TEXTO EXTRAÍDO:
○ ○ ○ ○

O que vem acontecendo com a população negra durante a pandemia é uma “tragédia”, observa a professora. “Há uma banalização quando a morte chega às periferias, onde fica o silêncio, onde não se tem acesso a políticas públicas, onde não é ouvida a voz destas pessoas, que enfrentam dificuldade para fazer isolamento, para obter o auxílio emergencial porque não contam com internet para fazer a solicitação, com transporte público lotado”, destaca.

Vitória - ES - Coronavírus - Ponto de ônibus na avenida Jerônimo Monteiro, Centro.
Ponto de ônibus na avenida Jerônimo Monteiro, Centro. (Vitor Jubini)

○ ○ ○ ○

ENTRADAS EXTRAÍDAS:
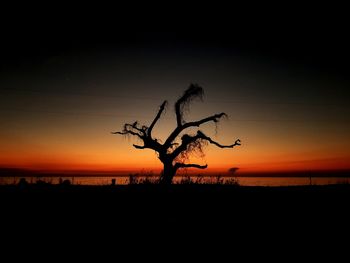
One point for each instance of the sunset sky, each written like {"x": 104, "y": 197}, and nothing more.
{"x": 287, "y": 98}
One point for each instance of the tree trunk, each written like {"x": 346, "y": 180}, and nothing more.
{"x": 168, "y": 173}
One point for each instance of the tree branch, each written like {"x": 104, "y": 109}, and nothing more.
{"x": 214, "y": 118}
{"x": 192, "y": 92}
{"x": 138, "y": 146}
{"x": 201, "y": 135}
{"x": 187, "y": 140}
{"x": 161, "y": 109}
{"x": 190, "y": 165}
{"x": 128, "y": 132}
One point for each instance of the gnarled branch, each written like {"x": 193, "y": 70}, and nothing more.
{"x": 190, "y": 165}
{"x": 161, "y": 109}
{"x": 194, "y": 91}
{"x": 187, "y": 140}
{"x": 214, "y": 118}
{"x": 201, "y": 135}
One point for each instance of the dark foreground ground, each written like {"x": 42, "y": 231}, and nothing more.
{"x": 221, "y": 215}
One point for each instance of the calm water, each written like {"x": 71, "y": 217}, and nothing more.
{"x": 245, "y": 181}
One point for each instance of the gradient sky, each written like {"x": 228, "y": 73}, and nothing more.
{"x": 286, "y": 98}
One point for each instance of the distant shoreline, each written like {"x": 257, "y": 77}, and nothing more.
{"x": 10, "y": 172}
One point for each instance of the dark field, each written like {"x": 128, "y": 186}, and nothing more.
{"x": 220, "y": 219}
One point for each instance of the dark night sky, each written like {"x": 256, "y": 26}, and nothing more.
{"x": 289, "y": 67}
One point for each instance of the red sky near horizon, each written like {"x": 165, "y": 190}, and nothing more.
{"x": 58, "y": 114}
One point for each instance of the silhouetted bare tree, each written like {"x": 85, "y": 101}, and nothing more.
{"x": 172, "y": 154}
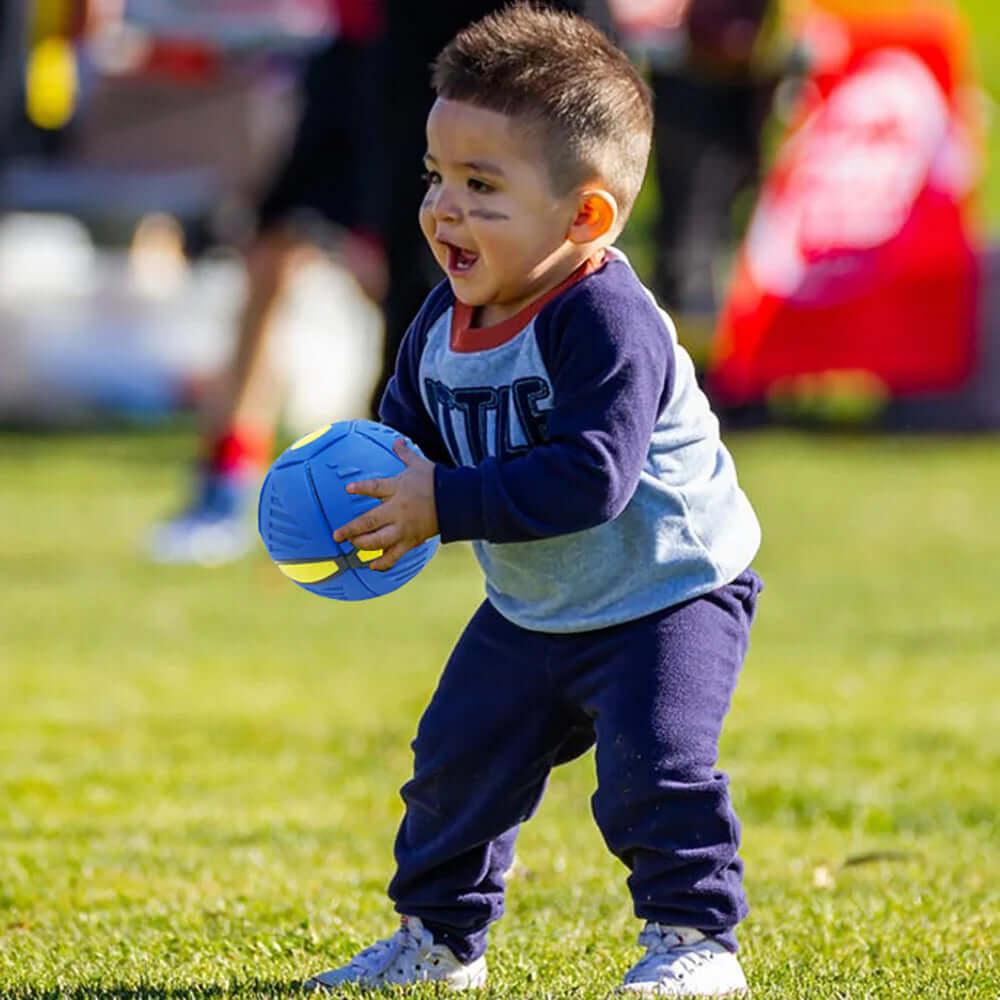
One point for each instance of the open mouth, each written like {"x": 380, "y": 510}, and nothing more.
{"x": 459, "y": 260}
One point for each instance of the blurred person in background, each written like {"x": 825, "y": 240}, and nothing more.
{"x": 351, "y": 182}
{"x": 714, "y": 66}
{"x": 41, "y": 72}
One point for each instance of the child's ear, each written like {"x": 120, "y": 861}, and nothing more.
{"x": 596, "y": 215}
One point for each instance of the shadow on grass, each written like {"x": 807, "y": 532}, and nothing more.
{"x": 251, "y": 989}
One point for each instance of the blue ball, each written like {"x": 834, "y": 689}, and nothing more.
{"x": 303, "y": 501}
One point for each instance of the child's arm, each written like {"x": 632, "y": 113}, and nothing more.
{"x": 611, "y": 366}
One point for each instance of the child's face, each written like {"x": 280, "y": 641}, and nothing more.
{"x": 490, "y": 215}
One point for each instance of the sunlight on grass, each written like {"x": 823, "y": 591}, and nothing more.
{"x": 199, "y": 768}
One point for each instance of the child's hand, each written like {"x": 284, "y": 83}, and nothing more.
{"x": 406, "y": 517}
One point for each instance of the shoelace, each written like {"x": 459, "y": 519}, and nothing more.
{"x": 659, "y": 941}
{"x": 376, "y": 958}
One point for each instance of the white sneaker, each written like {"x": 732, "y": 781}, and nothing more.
{"x": 683, "y": 962}
{"x": 409, "y": 956}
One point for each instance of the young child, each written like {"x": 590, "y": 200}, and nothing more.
{"x": 566, "y": 438}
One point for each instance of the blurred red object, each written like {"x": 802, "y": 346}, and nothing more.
{"x": 862, "y": 254}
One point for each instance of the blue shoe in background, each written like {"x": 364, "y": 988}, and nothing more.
{"x": 216, "y": 528}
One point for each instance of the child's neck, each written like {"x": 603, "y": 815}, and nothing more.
{"x": 483, "y": 317}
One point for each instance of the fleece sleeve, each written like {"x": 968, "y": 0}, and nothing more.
{"x": 402, "y": 407}
{"x": 610, "y": 360}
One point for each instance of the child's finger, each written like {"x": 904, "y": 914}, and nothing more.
{"x": 389, "y": 556}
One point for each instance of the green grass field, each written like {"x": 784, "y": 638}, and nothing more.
{"x": 199, "y": 769}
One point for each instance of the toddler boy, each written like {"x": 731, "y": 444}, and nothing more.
{"x": 565, "y": 437}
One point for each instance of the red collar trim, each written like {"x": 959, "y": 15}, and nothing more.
{"x": 466, "y": 338}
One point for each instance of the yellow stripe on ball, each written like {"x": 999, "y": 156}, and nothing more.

○ ○ ○ ○

TAREFAS A REALIZAR:
(a) Devolva o trecho do texto extraído que começa em "O que vem acontecendo" e termina em "Centro. (Vitor Jubini)".
(b) Segundo o texto extraído, por que as pessoas das periferias enfrentam dificuldade para obter o auxílio emergencial?
(c) Reescreva em forma de lista o parágrafo do texto extraído que se inicia com "O que vem acontecendo", mantendo seus fatos principais.

LISTA DE RESPOSTAS:
(a)
O que vem acontecendo com a população negra durante a pandemia é uma “tragédia”, observa a professora. “Há uma banalização quando a morte chega às periferias, onde fica o silêncio, onde não se tem acesso a políticas públicas, onde não é ouvida a voz destas pessoas, que enfrentam dificuldade para fazer isolamento, para obter o auxílio emergencial porque não contam com internet para fazer a solicitação, com transporte público lotado”, destaca.

Vitória - ES - Coronavírus - Ponto de ônibus na avenida Jerônimo Monteiro, Centro.
Ponto de ônibus na avenida Jerônimo Monteiro, Centro. (Vitor Jubini)

(b) Porque não contam com internet para fazer a solicitação.

(c)
- A professora qualifica como “tragédia” o que vem acontecendo com a população negra durante a pandemia.
- Segundo ela, há uma banalização quando a morte chega às periferias, onde fica o silêncio, não há acesso a políticas públicas e a voz dessas pessoas não é ouvida.
- Essas pessoas enfrentam dificuldade para fazer isolamento.
- Também têm dificuldade para obter o auxílio emergencial, por não contarem com internet para fazer a solicitação.
- Dependem de transporte público lotado.